## AVAILABLE DATA:
= = = = =

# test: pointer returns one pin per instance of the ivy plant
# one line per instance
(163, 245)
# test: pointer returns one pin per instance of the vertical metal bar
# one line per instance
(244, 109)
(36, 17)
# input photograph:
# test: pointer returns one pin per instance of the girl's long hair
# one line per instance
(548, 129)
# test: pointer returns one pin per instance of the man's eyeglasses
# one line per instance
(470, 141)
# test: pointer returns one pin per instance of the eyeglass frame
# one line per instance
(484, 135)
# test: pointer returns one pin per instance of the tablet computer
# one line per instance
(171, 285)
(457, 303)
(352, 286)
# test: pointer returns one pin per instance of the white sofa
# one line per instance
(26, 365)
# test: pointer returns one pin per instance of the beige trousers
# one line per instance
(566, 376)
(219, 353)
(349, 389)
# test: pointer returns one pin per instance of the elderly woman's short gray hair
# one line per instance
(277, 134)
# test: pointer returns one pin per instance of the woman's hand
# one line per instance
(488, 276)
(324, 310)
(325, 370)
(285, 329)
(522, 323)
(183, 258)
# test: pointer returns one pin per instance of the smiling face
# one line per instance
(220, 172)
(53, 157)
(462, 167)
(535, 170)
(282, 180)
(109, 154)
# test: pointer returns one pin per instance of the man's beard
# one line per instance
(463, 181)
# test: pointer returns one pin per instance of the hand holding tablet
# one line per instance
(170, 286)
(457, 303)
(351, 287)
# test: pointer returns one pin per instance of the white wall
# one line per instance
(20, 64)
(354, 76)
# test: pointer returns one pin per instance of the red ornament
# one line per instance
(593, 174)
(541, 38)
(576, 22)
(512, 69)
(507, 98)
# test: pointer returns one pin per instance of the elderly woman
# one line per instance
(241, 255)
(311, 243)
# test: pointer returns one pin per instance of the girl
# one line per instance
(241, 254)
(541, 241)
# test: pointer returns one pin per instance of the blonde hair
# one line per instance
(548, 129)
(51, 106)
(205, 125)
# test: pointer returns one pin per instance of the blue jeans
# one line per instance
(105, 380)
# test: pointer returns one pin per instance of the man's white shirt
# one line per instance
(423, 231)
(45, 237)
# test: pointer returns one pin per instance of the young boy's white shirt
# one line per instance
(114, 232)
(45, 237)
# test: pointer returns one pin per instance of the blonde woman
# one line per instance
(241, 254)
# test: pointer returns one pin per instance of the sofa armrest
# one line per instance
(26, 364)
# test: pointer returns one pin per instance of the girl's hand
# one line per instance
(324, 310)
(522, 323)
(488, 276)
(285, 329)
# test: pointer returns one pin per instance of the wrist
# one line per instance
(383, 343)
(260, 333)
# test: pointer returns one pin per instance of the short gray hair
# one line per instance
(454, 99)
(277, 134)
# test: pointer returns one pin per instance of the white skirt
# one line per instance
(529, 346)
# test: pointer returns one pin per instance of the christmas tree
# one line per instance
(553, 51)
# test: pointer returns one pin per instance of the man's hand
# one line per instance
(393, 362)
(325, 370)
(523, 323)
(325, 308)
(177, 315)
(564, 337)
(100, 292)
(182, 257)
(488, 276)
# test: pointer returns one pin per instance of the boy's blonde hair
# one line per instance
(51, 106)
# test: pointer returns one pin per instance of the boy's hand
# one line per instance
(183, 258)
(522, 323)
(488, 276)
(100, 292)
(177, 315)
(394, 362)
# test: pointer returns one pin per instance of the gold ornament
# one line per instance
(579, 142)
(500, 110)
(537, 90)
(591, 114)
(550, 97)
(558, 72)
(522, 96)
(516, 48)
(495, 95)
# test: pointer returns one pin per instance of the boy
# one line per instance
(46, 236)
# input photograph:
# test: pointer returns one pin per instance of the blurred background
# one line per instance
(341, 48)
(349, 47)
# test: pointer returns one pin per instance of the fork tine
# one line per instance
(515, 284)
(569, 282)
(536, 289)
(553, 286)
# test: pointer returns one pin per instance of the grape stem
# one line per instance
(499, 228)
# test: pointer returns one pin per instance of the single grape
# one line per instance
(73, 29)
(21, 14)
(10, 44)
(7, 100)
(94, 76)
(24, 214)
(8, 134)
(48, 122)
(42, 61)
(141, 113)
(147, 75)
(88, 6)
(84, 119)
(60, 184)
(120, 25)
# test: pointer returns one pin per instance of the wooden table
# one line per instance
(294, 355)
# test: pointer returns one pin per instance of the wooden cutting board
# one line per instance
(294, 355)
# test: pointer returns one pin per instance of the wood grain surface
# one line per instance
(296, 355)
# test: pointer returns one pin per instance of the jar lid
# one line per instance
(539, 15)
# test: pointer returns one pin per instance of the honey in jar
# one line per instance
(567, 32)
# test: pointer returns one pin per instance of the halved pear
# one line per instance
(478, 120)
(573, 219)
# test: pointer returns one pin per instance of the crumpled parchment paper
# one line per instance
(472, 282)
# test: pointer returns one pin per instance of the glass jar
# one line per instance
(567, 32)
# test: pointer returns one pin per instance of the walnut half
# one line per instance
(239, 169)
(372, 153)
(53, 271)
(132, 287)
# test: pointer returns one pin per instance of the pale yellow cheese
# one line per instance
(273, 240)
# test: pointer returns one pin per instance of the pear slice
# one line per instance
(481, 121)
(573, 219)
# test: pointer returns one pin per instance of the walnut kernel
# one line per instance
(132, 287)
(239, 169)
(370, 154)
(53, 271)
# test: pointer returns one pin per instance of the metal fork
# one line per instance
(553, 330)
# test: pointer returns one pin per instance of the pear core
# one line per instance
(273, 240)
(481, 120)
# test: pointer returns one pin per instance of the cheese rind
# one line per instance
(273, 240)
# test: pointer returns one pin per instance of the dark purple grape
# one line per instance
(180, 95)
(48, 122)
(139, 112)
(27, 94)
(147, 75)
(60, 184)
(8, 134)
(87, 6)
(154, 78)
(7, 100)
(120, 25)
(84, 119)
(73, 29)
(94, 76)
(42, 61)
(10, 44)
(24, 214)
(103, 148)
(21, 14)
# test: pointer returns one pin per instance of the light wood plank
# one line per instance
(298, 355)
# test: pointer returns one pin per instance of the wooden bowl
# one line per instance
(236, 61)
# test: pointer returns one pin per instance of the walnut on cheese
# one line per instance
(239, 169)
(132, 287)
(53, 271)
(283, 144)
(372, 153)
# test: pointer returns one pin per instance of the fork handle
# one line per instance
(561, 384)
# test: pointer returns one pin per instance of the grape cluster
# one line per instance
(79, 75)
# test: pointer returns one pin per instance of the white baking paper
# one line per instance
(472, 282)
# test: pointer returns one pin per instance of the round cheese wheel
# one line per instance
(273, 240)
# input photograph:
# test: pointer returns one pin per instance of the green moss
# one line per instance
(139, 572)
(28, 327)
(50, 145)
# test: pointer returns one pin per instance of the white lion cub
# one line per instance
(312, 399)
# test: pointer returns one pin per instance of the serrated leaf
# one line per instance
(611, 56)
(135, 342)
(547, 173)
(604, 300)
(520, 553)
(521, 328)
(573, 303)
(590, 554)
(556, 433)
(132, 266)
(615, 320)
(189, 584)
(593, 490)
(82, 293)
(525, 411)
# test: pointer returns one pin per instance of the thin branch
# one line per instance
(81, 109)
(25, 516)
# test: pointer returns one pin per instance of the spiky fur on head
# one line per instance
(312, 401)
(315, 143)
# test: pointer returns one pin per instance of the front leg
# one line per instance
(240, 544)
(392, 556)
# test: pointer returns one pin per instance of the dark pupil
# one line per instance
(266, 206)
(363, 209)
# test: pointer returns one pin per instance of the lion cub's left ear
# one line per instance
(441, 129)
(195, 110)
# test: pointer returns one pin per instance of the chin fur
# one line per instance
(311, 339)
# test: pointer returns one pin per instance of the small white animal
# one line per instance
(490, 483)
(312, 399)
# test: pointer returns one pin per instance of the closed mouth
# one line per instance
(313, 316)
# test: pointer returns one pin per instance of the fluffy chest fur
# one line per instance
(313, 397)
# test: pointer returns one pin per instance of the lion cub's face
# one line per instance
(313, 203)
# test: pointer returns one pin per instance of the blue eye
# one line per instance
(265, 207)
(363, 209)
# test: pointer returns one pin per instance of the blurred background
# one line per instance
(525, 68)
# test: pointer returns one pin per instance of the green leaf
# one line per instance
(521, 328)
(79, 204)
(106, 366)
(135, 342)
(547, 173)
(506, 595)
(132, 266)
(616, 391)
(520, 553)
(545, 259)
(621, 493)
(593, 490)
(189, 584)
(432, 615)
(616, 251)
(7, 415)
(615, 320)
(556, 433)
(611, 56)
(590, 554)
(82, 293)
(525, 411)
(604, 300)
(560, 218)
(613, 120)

= = = = =

## WORK TO BE COMPLETED:
Quote only the lines from the line containing "lion cub's face" through the end of the entries, keeping the first and the last.

## EXERCISE ANSWER:
# test: pointer returns one pin per instance of the lion cub's face
# one line per instance
(313, 203)
# test: pointer returns one pin per instance of the blue eye
# one line per instance
(265, 207)
(363, 209)
# test: pointer returns one pin per instance of the blurred background
# one line per instance
(525, 68)
# test: pointer returns one pin per instance of the green leaf
# one line per instance
(521, 328)
(79, 204)
(106, 366)
(135, 342)
(547, 173)
(506, 595)
(132, 266)
(616, 391)
(520, 553)
(545, 259)
(621, 493)
(593, 490)
(189, 584)
(432, 615)
(616, 251)
(7, 415)
(615, 320)
(556, 433)
(611, 56)
(590, 554)
(82, 293)
(525, 411)
(604, 300)
(560, 218)
(613, 120)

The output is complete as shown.